Photon Counting CT May Facilitate Earlier Diagnosis of Spontaneous Intracranial Hypotension

Emerging research suggests that photon-counting detector computed tomography (PCD-CT) myelography provides higher sensitivity and nerve root sleeve discernibility for diagnosing cerebrospinal fluid-venous fistulas (CVFs) in patients with spontaneous intracranial hypotension than energy-integrating detector CT (EID-CT) myelography.

For the retrospective study, recently published in the American Journal of Roentgenology, researchers compared PCD-CT myelography and EID-CT myelography for the detection of CVFs in 38 patients (mean age of 55) with spontaneous intracranial hypotension. The study authors also compared image quality, image noise and spinal nerve root discernibility of the two modalities.

Nerve root sleeve discernibility with PCD-CT myelography ranged between 8 to 54 percent higher than EID-CT myelography for three reviewing radiologists, according to the study findings. The researchers also found that sensitivity rates for PCD-CT myelography were 16 percent higher on average (58 percent) than EID-CT myelography (42 percent) with 7.3 lower specificity rates on average (91.3 percent vs. 98.7 percent).

(Point localization data)

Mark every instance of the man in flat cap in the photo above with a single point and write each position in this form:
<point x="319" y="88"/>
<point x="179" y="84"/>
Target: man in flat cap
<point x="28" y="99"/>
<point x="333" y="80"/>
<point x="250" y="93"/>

--- EXERCISE REQUIREMENTS ---
Can you repeat the photon-counting CT article word for word from "Photon Counting CT" to "the two modalities."? The entries are separate material with no connection to the article.

--- EXERCISE OUTPUT ---
Photon Counting CT May Facilitate Earlier Diagnosis of Spontaneous Intracranial Hypotension

Emerging research suggests that photon-counting detector computed tomography (PCD-CT) myelography provides higher sensitivity and nerve root sleeve discernibility for diagnosing cerebrospinal fluid-venous fistulas (CVFs) in patients with spontaneous intracranial hypotension than energy-integrating detector CT (EID-CT) myelography.

For the retrospective study, recently published in the American Journal of Roentgenology, researchers compared PCD-CT myelography and EID-CT myelography for the detection of CVFs in 38 patients (mean age of 55) with spontaneous intracranial hypotension. The study authors also compared image quality, image noise and spinal nerve root discernibility of the two modalities.